◆ Task details:
Report each line in the data below that contains the string "umbrella". Case counts.

◆ Data rows:
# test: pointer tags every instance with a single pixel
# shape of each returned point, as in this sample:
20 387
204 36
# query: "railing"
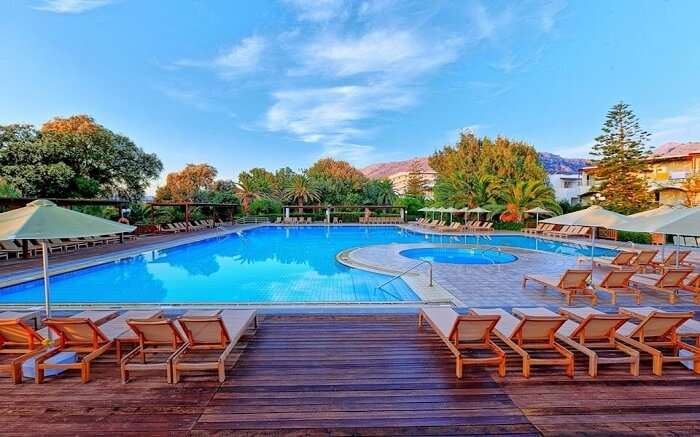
430 274
252 219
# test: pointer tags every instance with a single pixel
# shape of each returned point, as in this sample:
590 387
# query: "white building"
567 187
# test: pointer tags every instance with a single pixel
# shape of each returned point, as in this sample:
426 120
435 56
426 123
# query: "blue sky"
240 84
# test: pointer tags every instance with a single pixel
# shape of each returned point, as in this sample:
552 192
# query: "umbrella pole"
45 265
593 230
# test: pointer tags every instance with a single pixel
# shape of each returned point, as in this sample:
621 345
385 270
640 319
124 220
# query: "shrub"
264 206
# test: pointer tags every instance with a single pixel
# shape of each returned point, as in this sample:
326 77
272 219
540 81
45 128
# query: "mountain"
674 149
556 164
386 169
552 163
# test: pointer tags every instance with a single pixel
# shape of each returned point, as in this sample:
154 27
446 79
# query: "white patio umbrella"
537 211
593 217
42 220
677 221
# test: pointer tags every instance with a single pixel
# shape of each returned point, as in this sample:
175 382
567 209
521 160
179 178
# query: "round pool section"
451 255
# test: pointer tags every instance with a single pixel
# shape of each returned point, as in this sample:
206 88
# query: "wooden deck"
355 375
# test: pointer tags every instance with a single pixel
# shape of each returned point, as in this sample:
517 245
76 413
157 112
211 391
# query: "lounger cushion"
506 325
442 318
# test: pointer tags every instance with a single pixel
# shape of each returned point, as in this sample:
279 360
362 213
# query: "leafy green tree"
74 157
416 184
521 196
302 190
8 190
622 150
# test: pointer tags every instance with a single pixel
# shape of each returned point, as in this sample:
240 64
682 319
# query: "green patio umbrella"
537 211
675 221
43 220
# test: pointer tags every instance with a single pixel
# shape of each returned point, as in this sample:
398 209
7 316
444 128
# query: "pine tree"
622 151
415 184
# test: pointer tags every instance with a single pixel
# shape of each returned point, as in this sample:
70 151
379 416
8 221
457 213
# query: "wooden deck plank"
355 375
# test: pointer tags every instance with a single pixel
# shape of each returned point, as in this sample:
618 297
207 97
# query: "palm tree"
302 190
520 196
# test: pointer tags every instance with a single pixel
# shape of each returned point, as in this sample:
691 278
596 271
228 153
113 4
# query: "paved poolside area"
369 375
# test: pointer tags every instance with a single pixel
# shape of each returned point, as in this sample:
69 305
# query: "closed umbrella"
537 211
677 221
593 217
42 220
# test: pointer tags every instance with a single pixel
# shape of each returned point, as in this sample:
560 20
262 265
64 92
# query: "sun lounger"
623 260
690 328
597 331
618 282
75 334
659 329
17 338
211 333
465 333
571 284
656 330
531 333
644 259
670 261
670 282
155 337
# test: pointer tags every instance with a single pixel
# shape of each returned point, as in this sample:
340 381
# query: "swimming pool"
271 264
451 255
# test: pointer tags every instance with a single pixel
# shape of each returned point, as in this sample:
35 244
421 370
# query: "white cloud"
680 128
244 57
318 10
391 52
329 116
71 6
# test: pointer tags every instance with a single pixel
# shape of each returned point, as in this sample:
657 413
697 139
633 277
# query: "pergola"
18 202
187 205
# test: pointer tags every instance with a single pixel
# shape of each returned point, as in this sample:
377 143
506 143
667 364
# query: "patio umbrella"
42 220
593 217
451 211
537 211
676 221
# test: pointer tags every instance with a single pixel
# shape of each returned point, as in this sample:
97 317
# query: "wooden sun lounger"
211 333
593 332
464 333
75 334
656 330
25 316
670 261
690 328
155 336
670 282
622 261
618 282
531 333
571 284
18 338
644 259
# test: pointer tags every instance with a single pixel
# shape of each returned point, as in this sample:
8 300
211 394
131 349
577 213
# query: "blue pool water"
451 255
269 264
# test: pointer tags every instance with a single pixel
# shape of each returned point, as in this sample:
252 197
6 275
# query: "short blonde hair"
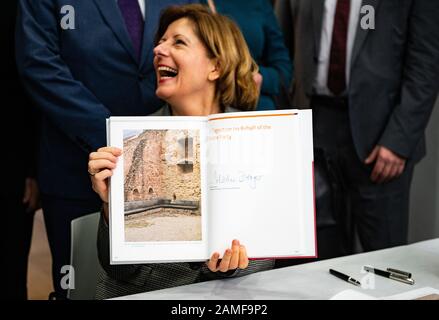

◆ Answer to this problem:
# query: "umbrella pole"
# query: "white patio umbrella"
# query: "green patio umbrella"
# query: "closed umbrella"
# query: "patio umbrella"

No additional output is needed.